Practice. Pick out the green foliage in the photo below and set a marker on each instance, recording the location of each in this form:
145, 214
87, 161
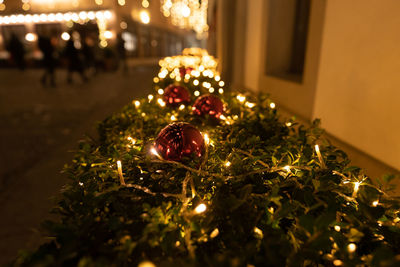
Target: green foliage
276, 204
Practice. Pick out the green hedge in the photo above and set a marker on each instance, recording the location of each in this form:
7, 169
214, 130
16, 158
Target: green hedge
276, 204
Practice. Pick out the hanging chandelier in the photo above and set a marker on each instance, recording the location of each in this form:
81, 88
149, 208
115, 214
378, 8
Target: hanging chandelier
187, 14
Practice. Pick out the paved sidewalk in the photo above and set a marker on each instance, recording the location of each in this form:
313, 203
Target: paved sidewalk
39, 128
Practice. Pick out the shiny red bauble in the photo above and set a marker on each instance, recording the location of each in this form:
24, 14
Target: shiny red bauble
208, 105
179, 140
175, 95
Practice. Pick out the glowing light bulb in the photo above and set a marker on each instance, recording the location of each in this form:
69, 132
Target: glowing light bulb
132, 140
107, 14
186, 13
121, 177
155, 153
161, 102
146, 264
200, 208
259, 233
356, 187
241, 98
337, 262
206, 139
351, 248
250, 105
108, 34
287, 168
214, 233
30, 37
144, 17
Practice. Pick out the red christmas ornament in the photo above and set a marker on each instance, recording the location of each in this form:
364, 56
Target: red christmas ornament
208, 105
184, 71
176, 95
178, 140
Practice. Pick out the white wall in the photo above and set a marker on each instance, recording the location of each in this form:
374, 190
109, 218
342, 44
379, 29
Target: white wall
358, 85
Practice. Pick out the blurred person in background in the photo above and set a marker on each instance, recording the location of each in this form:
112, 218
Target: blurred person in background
17, 51
88, 50
122, 52
48, 48
74, 58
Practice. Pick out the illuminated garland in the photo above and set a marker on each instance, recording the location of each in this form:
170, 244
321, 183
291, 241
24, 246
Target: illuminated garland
267, 192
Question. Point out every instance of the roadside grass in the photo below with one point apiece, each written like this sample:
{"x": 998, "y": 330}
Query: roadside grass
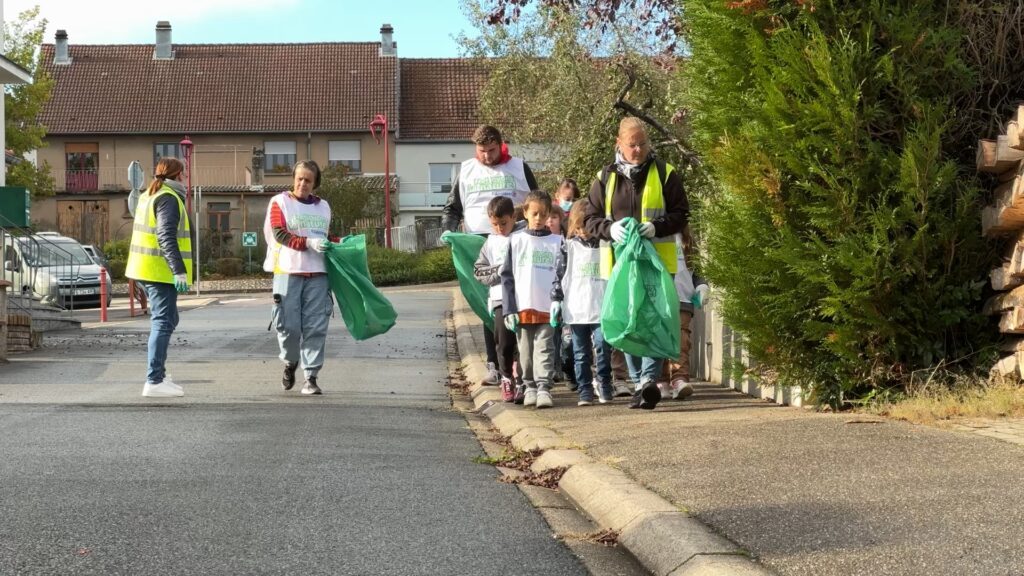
{"x": 964, "y": 399}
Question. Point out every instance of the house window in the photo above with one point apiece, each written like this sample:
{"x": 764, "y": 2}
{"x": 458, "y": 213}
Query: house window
{"x": 82, "y": 166}
{"x": 165, "y": 150}
{"x": 441, "y": 176}
{"x": 220, "y": 215}
{"x": 279, "y": 158}
{"x": 345, "y": 153}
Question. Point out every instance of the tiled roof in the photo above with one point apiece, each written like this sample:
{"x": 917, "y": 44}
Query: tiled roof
{"x": 439, "y": 98}
{"x": 323, "y": 87}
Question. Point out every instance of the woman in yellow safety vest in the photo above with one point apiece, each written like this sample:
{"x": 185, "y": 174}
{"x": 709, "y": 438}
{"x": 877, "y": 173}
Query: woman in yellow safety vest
{"x": 161, "y": 259}
{"x": 637, "y": 184}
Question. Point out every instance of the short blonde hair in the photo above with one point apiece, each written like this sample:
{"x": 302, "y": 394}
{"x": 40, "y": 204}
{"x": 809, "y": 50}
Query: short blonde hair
{"x": 632, "y": 124}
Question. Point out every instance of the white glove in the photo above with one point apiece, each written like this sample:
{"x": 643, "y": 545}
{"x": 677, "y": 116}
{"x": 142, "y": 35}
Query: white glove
{"x": 180, "y": 283}
{"x": 646, "y": 230}
{"x": 617, "y": 232}
{"x": 699, "y": 296}
{"x": 556, "y": 313}
{"x": 316, "y": 244}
::::::
▶ _Requirements_: Take the line that contains "Question. Point out every instance of the woman" and every line after it through the end of the listing above, and repeat them exactly.

▶ _Written response_:
Question. Point out every instance of the woman in yellow safety vest in the photo above with one point apiece, each written like this sample:
{"x": 185, "y": 174}
{"x": 709, "y": 438}
{"x": 877, "y": 173}
Query: woman in yellow safety vest
{"x": 161, "y": 259}
{"x": 637, "y": 184}
Question. Point out every instance of the short blonde hair in the photo above with one point apiece, each written like this sample:
{"x": 302, "y": 394}
{"x": 40, "y": 204}
{"x": 809, "y": 50}
Query: short blonde hair
{"x": 632, "y": 124}
Question. Point out every instance of the white glove in the photo above with one point apiece, each written like this sample:
{"x": 643, "y": 545}
{"x": 677, "y": 116}
{"x": 142, "y": 35}
Query: white glove
{"x": 180, "y": 283}
{"x": 646, "y": 230}
{"x": 617, "y": 232}
{"x": 699, "y": 296}
{"x": 556, "y": 313}
{"x": 316, "y": 244}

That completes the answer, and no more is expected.